How many lines of the material below contain the string "outlet"? Reply with the number alone.

Dataset rows:

----------------

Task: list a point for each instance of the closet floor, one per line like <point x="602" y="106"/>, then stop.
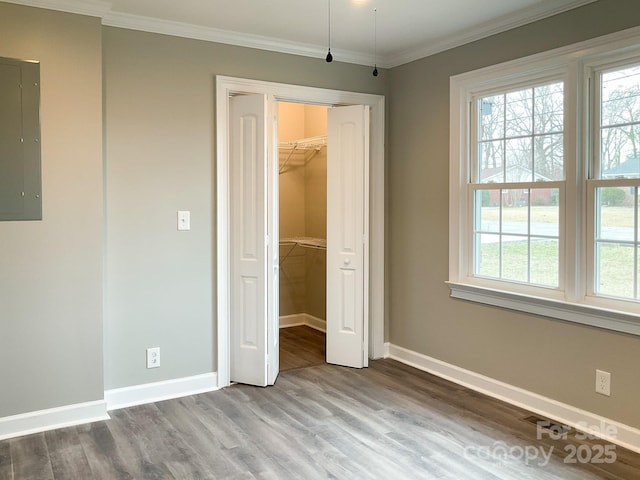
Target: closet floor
<point x="301" y="347"/>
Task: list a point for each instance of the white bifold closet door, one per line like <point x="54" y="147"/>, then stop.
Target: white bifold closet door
<point x="253" y="276"/>
<point x="347" y="169"/>
<point x="248" y="239"/>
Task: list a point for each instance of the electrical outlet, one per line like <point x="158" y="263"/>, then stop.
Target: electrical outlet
<point x="153" y="357"/>
<point x="603" y="383"/>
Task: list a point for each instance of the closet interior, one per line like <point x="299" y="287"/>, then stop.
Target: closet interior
<point x="302" y="131"/>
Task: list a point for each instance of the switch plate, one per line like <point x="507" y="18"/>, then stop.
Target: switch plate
<point x="603" y="383"/>
<point x="153" y="357"/>
<point x="184" y="220"/>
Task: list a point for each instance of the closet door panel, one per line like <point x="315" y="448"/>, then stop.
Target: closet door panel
<point x="248" y="329"/>
<point x="346" y="160"/>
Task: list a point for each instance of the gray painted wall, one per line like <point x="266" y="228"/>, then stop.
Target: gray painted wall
<point x="51" y="270"/>
<point x="159" y="124"/>
<point x="552" y="358"/>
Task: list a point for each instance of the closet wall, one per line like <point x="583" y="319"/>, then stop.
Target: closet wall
<point x="303" y="212"/>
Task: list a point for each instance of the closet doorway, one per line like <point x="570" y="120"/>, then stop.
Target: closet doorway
<point x="302" y="179"/>
<point x="247" y="220"/>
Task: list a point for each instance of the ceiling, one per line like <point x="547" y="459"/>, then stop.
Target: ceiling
<point x="386" y="32"/>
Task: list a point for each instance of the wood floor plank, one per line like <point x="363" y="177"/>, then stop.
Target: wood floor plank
<point x="6" y="469"/>
<point x="66" y="454"/>
<point x="30" y="458"/>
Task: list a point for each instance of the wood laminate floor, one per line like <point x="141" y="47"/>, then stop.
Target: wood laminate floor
<point x="388" y="421"/>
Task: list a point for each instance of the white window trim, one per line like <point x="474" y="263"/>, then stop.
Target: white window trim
<point x="570" y="302"/>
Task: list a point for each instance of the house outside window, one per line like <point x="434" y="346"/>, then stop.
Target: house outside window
<point x="544" y="182"/>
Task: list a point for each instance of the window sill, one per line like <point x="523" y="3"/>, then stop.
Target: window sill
<point x="591" y="315"/>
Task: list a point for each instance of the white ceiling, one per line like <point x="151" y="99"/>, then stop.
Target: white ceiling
<point x="403" y="30"/>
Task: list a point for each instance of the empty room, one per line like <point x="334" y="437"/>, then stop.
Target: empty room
<point x="319" y="239"/>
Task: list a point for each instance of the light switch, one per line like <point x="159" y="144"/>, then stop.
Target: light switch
<point x="184" y="220"/>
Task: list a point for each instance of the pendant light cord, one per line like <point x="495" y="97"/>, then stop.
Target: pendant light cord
<point x="329" y="57"/>
<point x="375" y="42"/>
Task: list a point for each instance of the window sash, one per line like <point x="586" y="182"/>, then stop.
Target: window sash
<point x="575" y="300"/>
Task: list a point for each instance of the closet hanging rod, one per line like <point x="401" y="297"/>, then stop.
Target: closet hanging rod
<point x="309" y="143"/>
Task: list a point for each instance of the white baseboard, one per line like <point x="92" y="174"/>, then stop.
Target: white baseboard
<point x="158" y="391"/>
<point x="624" y="435"/>
<point x="52" y="418"/>
<point x="298" y="319"/>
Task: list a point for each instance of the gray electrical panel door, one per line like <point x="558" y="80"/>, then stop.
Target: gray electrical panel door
<point x="20" y="176"/>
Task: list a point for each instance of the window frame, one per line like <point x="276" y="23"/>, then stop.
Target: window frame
<point x="574" y="299"/>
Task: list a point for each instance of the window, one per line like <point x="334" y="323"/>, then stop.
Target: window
<point x="545" y="181"/>
<point x="518" y="159"/>
<point x="20" y="178"/>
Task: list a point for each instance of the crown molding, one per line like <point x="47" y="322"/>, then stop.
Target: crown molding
<point x="92" y="8"/>
<point x="103" y="9"/>
<point x="197" y="32"/>
<point x="487" y="29"/>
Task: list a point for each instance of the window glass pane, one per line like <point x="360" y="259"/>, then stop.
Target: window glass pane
<point x="548" y="109"/>
<point x="520" y="135"/>
<point x="615" y="214"/>
<point x="549" y="157"/>
<point x="545" y="213"/>
<point x="620" y="123"/>
<point x="544" y="261"/>
<point x="491" y="162"/>
<point x="519" y="113"/>
<point x="515" y="211"/>
<point x="487" y="255"/>
<point x="515" y="258"/>
<point x="518" y="156"/>
<point x="615" y="264"/>
<point x="491" y="110"/>
<point x="487" y="211"/>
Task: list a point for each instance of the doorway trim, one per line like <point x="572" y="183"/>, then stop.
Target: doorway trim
<point x="229" y="86"/>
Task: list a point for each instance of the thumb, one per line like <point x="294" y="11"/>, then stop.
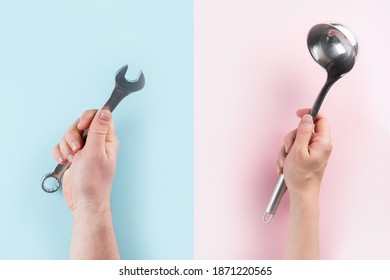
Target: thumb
<point x="98" y="130"/>
<point x="304" y="132"/>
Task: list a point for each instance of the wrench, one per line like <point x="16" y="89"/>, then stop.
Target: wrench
<point x="52" y="181"/>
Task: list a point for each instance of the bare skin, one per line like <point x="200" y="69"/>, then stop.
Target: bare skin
<point x="88" y="182"/>
<point x="303" y="159"/>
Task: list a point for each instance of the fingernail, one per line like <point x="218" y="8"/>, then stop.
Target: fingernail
<point x="307" y="119"/>
<point x="105" y="117"/>
<point x="73" y="146"/>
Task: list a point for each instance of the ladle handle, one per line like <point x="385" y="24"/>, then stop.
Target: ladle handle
<point x="280" y="187"/>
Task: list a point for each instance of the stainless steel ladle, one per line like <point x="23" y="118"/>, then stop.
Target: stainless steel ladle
<point x="335" y="48"/>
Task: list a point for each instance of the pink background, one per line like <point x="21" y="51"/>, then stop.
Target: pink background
<point x="252" y="71"/>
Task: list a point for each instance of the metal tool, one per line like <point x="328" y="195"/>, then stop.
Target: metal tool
<point x="335" y="48"/>
<point x="52" y="181"/>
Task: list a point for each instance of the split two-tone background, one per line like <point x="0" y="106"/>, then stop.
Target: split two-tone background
<point x="199" y="142"/>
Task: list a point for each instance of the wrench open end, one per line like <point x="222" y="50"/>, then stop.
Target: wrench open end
<point x="129" y="85"/>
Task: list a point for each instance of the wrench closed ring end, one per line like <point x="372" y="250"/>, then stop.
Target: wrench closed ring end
<point x="50" y="183"/>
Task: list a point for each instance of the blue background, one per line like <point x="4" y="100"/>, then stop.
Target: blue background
<point x="57" y="59"/>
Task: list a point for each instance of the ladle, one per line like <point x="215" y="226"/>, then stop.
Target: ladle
<point x="334" y="47"/>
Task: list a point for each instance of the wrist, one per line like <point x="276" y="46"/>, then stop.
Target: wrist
<point x="92" y="212"/>
<point x="305" y="199"/>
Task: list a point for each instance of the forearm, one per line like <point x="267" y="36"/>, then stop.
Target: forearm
<point x="303" y="237"/>
<point x="93" y="236"/>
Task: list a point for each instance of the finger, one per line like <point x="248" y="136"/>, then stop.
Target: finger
<point x="86" y="119"/>
<point x="98" y="131"/>
<point x="281" y="158"/>
<point x="322" y="126"/>
<point x="73" y="137"/>
<point x="322" y="135"/>
<point x="304" y="132"/>
<point x="289" y="140"/>
<point x="66" y="150"/>
<point x="301" y="112"/>
<point x="57" y="155"/>
<point x="112" y="142"/>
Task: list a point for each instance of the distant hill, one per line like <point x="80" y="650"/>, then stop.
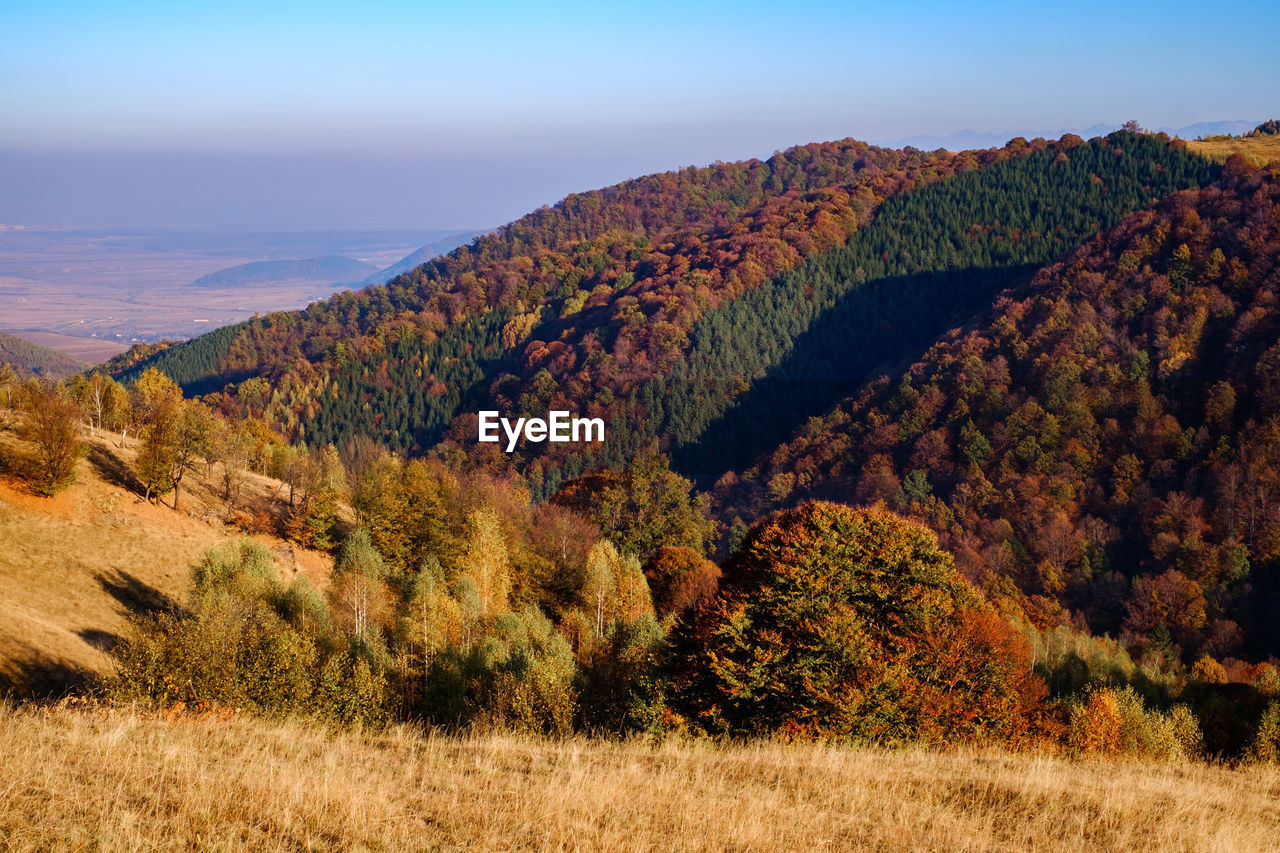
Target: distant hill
<point x="328" y="268"/>
<point x="417" y="258"/>
<point x="33" y="360"/>
<point x="961" y="140"/>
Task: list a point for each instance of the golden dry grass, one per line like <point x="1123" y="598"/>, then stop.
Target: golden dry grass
<point x="74" y="565"/>
<point x="1257" y="150"/>
<point x="114" y="779"/>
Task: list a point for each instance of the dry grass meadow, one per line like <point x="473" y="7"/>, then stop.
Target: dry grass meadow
<point x="74" y="566"/>
<point x="118" y="780"/>
<point x="83" y="776"/>
<point x="1257" y="150"/>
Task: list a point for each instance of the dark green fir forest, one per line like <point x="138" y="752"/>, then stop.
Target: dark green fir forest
<point x="901" y="447"/>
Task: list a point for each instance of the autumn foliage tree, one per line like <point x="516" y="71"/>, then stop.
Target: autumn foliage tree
<point x="835" y="621"/>
<point x="53" y="425"/>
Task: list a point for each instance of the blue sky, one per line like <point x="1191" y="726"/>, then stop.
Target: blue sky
<point x="423" y="114"/>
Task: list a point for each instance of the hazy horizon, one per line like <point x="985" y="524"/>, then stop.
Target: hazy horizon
<point x="400" y="115"/>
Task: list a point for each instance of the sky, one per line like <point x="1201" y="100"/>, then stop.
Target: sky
<point x="469" y="114"/>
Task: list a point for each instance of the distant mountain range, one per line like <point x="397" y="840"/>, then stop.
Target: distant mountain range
<point x="339" y="270"/>
<point x="33" y="360"/>
<point x="964" y="140"/>
<point x="329" y="268"/>
<point x="417" y="258"/>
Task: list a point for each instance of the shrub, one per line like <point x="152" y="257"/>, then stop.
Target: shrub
<point x="1266" y="740"/>
<point x="1115" y="721"/>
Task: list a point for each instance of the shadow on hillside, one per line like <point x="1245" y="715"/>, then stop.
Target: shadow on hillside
<point x="39" y="676"/>
<point x="99" y="639"/>
<point x="113" y="470"/>
<point x="136" y="596"/>
<point x="882" y="325"/>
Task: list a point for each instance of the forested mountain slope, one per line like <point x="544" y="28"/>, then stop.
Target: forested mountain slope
<point x="709" y="309"/>
<point x="33" y="360"/>
<point x="1107" y="443"/>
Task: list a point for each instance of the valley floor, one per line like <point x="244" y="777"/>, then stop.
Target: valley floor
<point x="114" y="779"/>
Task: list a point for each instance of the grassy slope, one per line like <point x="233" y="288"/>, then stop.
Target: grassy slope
<point x="74" y="565"/>
<point x="119" y="780"/>
<point x="1257" y="150"/>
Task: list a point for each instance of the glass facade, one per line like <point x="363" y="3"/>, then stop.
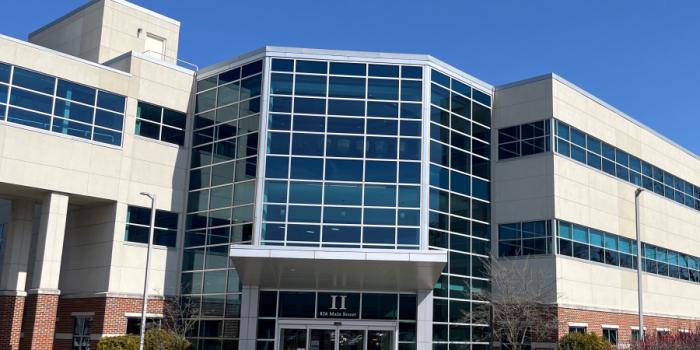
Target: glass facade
<point x="138" y="221"/>
<point x="274" y="305"/>
<point x="460" y="120"/>
<point x="533" y="138"/>
<point x="343" y="148"/>
<point x="523" y="140"/>
<point x="586" y="149"/>
<point x="160" y="123"/>
<point x="343" y="155"/>
<point x="578" y="241"/>
<point x="44" y="102"/>
<point x="220" y="205"/>
<point x="525" y="238"/>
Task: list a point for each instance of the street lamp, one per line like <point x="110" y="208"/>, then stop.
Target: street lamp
<point x="151" y="228"/>
<point x="640" y="298"/>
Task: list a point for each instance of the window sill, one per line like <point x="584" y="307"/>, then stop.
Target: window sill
<point x="145" y="245"/>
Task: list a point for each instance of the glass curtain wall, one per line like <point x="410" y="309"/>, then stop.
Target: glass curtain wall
<point x="460" y="120"/>
<point x="343" y="155"/>
<point x="220" y="200"/>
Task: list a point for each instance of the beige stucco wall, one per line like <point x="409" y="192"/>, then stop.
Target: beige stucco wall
<point x="101" y="180"/>
<point x="77" y="34"/>
<point x="105" y="29"/>
<point x="526" y="188"/>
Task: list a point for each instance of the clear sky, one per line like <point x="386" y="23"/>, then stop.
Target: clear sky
<point x="642" y="56"/>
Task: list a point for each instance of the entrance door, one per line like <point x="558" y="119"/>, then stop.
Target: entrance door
<point x="321" y="337"/>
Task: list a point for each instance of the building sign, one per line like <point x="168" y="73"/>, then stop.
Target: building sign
<point x="338" y="305"/>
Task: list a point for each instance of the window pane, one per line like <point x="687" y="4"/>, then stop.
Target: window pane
<point x="31" y="100"/>
<point x="345" y="146"/>
<point x="307" y="144"/>
<point x="73" y="111"/>
<point x="381" y="70"/>
<point x="382" y="195"/>
<point x="33" y="80"/>
<point x="343" y="194"/>
<point x="281" y="83"/>
<point x="342" y="68"/>
<point x="307" y="168"/>
<point x="305" y="192"/>
<point x="383" y="89"/>
<point x="111" y="120"/>
<point x="310" y="85"/>
<point x="76" y="92"/>
<point x="411" y="90"/>
<point x="68" y="127"/>
<point x="28" y="118"/>
<point x="346" y="87"/>
<point x="111" y="101"/>
<point x="344" y="170"/>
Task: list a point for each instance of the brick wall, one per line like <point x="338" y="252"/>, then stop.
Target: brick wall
<point x="625" y="322"/>
<point x="108" y="316"/>
<point x="11" y="312"/>
<point x="39" y="321"/>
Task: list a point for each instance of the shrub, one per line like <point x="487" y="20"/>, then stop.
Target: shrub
<point x="160" y="339"/>
<point x="583" y="341"/>
<point x="670" y="342"/>
<point x="123" y="342"/>
<point x="156" y="339"/>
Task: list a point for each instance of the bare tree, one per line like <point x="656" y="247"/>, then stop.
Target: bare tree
<point x="519" y="305"/>
<point x="179" y="316"/>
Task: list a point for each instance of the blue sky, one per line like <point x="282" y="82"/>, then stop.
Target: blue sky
<point x="643" y="57"/>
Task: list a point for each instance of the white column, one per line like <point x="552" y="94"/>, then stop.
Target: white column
<point x="49" y="244"/>
<point x="249" y="317"/>
<point x="18" y="239"/>
<point x="424" y="320"/>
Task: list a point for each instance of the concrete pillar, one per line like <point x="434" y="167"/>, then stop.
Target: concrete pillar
<point x="424" y="320"/>
<point x="249" y="317"/>
<point x="13" y="272"/>
<point x="41" y="305"/>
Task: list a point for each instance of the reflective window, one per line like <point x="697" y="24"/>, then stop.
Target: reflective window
<point x="458" y="197"/>
<point x="526" y="238"/>
<point x="75" y="110"/>
<point x="222" y="190"/>
<point x="160" y="123"/>
<point x="586" y="149"/>
<point x="523" y="140"/>
<point x="323" y="112"/>
<point x="138" y="221"/>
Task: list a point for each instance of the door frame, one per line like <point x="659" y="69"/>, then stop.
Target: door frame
<point x="337" y="325"/>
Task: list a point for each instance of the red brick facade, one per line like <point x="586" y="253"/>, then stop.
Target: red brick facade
<point x="107" y="319"/>
<point x="11" y="312"/>
<point x="45" y="321"/>
<point x="39" y="321"/>
<point x="625" y="321"/>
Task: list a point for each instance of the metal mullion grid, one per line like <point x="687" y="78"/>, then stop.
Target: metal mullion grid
<point x="160" y="123"/>
<point x="323" y="168"/>
<point x="10" y="86"/>
<point x="364" y="168"/>
<point x="663" y="184"/>
<point x="398" y="167"/>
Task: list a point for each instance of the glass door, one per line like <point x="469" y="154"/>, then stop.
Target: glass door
<point x="293" y="339"/>
<point x="322" y="337"/>
<point x="351" y="339"/>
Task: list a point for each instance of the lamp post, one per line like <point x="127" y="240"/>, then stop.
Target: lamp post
<point x="151" y="228"/>
<point x="640" y="298"/>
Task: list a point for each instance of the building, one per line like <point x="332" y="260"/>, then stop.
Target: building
<point x="318" y="199"/>
<point x="564" y="205"/>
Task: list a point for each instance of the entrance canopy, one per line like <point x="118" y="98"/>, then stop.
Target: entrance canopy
<point x="334" y="268"/>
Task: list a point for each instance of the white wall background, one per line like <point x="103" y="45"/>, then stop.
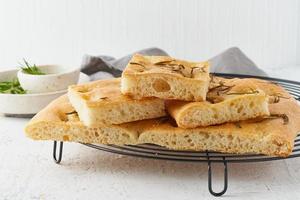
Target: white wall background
<point x="61" y="31"/>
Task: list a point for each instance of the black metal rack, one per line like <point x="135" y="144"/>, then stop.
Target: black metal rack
<point x="157" y="152"/>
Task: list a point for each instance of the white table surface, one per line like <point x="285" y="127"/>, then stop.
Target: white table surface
<point x="27" y="171"/>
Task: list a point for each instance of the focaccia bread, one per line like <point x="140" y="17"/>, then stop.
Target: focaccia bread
<point x="273" y="135"/>
<point x="101" y="102"/>
<point x="166" y="78"/>
<point x="228" y="100"/>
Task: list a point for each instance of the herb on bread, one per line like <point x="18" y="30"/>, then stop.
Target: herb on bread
<point x="31" y="69"/>
<point x="71" y="113"/>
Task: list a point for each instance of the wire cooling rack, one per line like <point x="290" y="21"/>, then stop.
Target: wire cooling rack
<point x="157" y="152"/>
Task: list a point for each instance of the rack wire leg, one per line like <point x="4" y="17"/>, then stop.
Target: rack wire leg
<point x="57" y="160"/>
<point x="210" y="178"/>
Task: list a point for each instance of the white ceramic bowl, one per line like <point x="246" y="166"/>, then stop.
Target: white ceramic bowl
<point x="27" y="104"/>
<point x="56" y="78"/>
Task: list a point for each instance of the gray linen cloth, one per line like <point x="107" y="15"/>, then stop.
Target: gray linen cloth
<point x="232" y="61"/>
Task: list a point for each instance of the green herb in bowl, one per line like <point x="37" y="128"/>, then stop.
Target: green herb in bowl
<point x="11" y="87"/>
<point x="31" y="69"/>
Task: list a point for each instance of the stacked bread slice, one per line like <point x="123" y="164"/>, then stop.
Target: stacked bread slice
<point x="176" y="104"/>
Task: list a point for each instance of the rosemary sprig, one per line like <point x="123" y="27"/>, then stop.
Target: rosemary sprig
<point x="242" y="93"/>
<point x="277" y="98"/>
<point x="31" y="69"/>
<point x="135" y="63"/>
<point x="284" y="117"/>
<point x="237" y="124"/>
<point x="164" y="62"/>
<point x="71" y="113"/>
<point x="11" y="87"/>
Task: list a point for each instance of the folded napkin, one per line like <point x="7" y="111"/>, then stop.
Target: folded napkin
<point x="232" y="61"/>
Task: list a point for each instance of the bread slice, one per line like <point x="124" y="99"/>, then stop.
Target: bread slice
<point x="273" y="135"/>
<point x="228" y="100"/>
<point x="166" y="78"/>
<point x="101" y="102"/>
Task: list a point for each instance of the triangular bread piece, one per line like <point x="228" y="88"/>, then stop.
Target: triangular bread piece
<point x="101" y="102"/>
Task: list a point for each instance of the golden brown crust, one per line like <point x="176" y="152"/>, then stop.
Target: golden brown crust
<point x="165" y="77"/>
<point x="228" y="100"/>
<point x="272" y="136"/>
<point x="101" y="103"/>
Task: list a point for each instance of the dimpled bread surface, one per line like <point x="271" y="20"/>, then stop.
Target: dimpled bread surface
<point x="271" y="135"/>
<point x="101" y="103"/>
<point x="228" y="100"/>
<point x="165" y="77"/>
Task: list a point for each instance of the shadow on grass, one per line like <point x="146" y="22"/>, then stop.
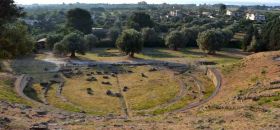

----------------

- Output:
2